Your goal> This task calls for printing every entry exactly.

━━━ Extracted records

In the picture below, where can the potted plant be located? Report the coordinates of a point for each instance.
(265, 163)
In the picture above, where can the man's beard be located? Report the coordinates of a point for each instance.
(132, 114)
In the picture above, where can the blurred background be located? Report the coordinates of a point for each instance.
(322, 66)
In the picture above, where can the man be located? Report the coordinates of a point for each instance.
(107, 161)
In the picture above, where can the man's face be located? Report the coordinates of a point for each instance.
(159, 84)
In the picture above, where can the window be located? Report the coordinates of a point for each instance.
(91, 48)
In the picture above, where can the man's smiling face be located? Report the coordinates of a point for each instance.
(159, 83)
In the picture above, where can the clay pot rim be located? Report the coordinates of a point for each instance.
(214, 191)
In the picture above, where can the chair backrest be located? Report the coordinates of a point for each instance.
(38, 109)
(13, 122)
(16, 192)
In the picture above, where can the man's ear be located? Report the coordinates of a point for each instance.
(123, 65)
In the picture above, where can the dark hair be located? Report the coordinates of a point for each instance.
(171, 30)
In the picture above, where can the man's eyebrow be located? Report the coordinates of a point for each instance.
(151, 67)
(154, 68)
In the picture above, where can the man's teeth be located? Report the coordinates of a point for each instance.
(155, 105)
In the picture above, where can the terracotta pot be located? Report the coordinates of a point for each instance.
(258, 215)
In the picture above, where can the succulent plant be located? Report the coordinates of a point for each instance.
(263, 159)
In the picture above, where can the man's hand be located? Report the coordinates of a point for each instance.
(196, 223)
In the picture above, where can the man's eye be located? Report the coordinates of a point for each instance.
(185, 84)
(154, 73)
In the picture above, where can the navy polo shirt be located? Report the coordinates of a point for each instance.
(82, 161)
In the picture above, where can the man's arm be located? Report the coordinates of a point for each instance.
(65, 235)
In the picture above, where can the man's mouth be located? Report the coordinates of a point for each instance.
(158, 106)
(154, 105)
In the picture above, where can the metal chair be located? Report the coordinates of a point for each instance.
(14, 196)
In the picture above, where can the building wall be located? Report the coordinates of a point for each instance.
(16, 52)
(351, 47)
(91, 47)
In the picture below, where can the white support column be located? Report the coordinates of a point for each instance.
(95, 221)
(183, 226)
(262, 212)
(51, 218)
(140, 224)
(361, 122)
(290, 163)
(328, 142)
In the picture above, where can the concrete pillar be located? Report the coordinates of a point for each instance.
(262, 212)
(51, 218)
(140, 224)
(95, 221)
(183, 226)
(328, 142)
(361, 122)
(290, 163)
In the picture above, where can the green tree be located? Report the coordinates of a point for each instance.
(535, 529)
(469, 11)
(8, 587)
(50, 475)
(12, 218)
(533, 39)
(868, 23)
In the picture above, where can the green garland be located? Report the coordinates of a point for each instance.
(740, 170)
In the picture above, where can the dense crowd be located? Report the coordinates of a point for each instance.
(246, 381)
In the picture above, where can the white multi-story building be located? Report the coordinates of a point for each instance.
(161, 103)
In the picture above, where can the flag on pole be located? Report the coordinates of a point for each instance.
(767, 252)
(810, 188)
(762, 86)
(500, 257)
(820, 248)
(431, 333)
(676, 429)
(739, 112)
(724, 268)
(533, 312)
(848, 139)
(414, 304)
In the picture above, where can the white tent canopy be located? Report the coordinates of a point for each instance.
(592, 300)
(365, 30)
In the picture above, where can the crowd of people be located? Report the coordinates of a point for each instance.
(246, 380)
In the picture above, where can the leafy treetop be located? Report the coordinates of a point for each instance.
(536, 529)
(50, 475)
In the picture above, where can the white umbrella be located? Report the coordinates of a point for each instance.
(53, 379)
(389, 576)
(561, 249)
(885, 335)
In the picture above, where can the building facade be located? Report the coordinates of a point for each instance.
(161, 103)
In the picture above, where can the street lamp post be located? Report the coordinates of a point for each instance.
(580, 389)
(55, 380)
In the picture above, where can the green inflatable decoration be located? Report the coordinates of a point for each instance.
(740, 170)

━━━━━━

Response area>
In the picture below, where can the potted plant be located? Report the coordinates of a point for each instance.
(265, 163)
In the picture above, where can the man's beard be located? Report the coordinates of a point for each instance.
(132, 114)
In the picture above, where can the blurred background be located? Report the coordinates of a point for each instance.
(322, 66)
In the picture above, where can the man be located? Report the coordinates of a point for each instance.
(107, 161)
In the picture above, where can the man's face be located? Report the coordinates of a point for each instance.
(159, 84)
In the picture above, where can the window be located? Report the coordinates of a point for each instance.
(91, 48)
In the picture above, where can the man's smiling face be located? Report the coordinates of a point for each instance.
(159, 83)
In the picture above, where can the clay pot rim be located? Report the coordinates of a point for each instance.
(214, 191)
In the picture above, where can the chair backrest be located? Report the coordinates of a point for each instance.
(38, 109)
(13, 122)
(16, 192)
In the picture above, where can the man's ear be located? Report the coordinates of a point for each instance.
(123, 65)
In the picture above, where can the dark hair be located? Report the coordinates of a point for each instance.
(171, 30)
In the picture above, where can the man's eyebrow be located? Report the coordinates of a point for each instance.
(151, 67)
(154, 68)
In the picture above, where can the man's teeth be located? Report the coordinates of a point for each instance.
(155, 105)
In the picture above, where can the terracotta pot be located? Report the coordinates of a point for each instance.
(258, 215)
In the picture above, where can the succulent plant be located? Report the coordinates of a point for each instance.
(263, 159)
In the picture above, where can the man's hand be located? Report the coordinates of a point for each instance.
(196, 223)
In the picture above, where can the man's eye be located? Report the coordinates of a point for each instance.
(185, 84)
(154, 73)
In the picture above, where can the navy polo shirt be located? Report the coordinates of a point for each instance.
(82, 161)
In the picture above, where can the man's arm be located? Report the coordinates of a point for each instance.
(65, 235)
In the picture above, where can the man's mouth be located? Report the coordinates of a point for each instance.
(158, 106)
(154, 105)
In the picture above, where can the metal chair be located? Report the coordinates of a point for each instance.
(14, 196)
In the picture above, where can the building wall be located? Report the coordinates of a point for each instance.
(16, 52)
(351, 47)
(91, 47)
In the picture below, where can the white support column be located? Report the coordinates of a point for each instance.
(95, 221)
(183, 226)
(262, 212)
(51, 218)
(140, 224)
(361, 122)
(290, 163)
(328, 142)
In the picture above, where can the concrete pillar be located? Report the coordinates of a point for each instance.
(262, 212)
(51, 218)
(140, 224)
(95, 221)
(183, 226)
(328, 142)
(361, 122)
(290, 163)
In the picture above, where can the green tree be located? Report the coordinates of a point for each instance.
(535, 529)
(469, 11)
(8, 587)
(50, 475)
(12, 218)
(533, 39)
(868, 23)
In the picture above, where can the green garland be located? Report the coordinates of a point for each instance.
(740, 170)
In the picture above, where can the dense crowd be located? Report the coordinates of a point for each instance.
(246, 381)
In the picture above, where can the white multi-story building be located? Report the coordinates of a point for each instance.
(161, 103)
In the picture above, where can the flag on pole be located? Report the coordinates of a point for each instance.
(767, 252)
(810, 188)
(762, 86)
(500, 257)
(820, 248)
(431, 333)
(676, 429)
(739, 112)
(724, 268)
(533, 312)
(848, 139)
(414, 304)
In the picture above, where can the white tent canopy be located? Report the coordinates of a point for each instance.
(592, 300)
(365, 30)
In the picture above, where can the crowd of people be located? Report the coordinates of a point for each instance.
(246, 380)
In the picture above, where can the leafy treetop be located? Report the coordinates of a point for each instance.
(536, 529)
(50, 475)
In the picture above, where can the white umbrella be located? Report the coordinates of a point for each instance.
(53, 379)
(389, 576)
(561, 249)
(885, 335)
In the picture above, where can the building facade be located? Report the coordinates of a point for each instance.
(161, 103)
In the picture above, where can the street lamp post be located? Report the coordinates of a point for each instance.
(580, 389)
(55, 380)
In the picture above, where can the green inflatable decoration be located? Report the coordinates of a point for each instance.
(740, 170)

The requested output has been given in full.